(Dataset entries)
★ ★ ★

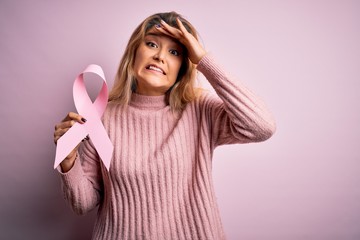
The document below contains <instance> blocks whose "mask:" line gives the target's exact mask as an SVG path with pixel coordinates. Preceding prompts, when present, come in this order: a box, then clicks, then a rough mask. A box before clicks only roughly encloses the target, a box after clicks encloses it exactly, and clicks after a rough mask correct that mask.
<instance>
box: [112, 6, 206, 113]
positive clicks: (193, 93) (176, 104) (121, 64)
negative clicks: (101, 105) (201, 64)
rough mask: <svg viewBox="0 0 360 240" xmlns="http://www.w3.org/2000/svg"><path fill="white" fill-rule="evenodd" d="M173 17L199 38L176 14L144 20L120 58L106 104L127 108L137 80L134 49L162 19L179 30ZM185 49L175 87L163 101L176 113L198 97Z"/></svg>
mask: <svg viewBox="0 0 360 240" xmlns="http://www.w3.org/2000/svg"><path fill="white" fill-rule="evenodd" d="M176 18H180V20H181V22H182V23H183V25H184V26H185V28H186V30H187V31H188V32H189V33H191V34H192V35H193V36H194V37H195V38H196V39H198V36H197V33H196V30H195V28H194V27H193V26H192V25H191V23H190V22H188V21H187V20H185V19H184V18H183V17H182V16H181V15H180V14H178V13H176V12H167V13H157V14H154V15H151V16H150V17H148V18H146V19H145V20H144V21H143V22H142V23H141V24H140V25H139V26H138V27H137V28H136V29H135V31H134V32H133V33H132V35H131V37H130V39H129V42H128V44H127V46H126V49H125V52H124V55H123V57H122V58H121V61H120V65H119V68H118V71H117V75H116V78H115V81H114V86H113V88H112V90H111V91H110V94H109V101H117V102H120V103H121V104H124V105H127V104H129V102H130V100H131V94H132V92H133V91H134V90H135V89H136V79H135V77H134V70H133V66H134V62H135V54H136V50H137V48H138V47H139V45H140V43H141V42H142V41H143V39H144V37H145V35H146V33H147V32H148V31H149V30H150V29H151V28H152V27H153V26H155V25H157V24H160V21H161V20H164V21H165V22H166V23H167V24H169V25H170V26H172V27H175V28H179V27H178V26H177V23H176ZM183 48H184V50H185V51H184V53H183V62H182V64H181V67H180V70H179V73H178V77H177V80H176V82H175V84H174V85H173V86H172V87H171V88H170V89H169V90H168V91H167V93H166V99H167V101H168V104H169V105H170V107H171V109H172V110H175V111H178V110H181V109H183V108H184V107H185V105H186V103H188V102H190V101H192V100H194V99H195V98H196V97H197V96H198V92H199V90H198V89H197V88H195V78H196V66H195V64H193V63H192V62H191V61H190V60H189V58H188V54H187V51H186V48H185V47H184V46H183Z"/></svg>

★ ★ ★

§ **WHAT NEEDS TO BE DONE**
Which of the lines above carry the string "clicks"? Copy every one.

§ **EXERCISE OUTPUT**
The document below contains <instance> blocks whose "mask:" line gives the target's exact mask as an SVG path with pixel coordinates. Preceding prompts, when present, come in this order: a box, then clicks, then a rough mask. A box before clicks only roughly encloses the target, a box after clicks encloses it exactly, and clicks after a rough mask correct that mask.
positive clicks: (193, 93) (176, 104) (121, 64)
negative clicks: (101, 105) (201, 64)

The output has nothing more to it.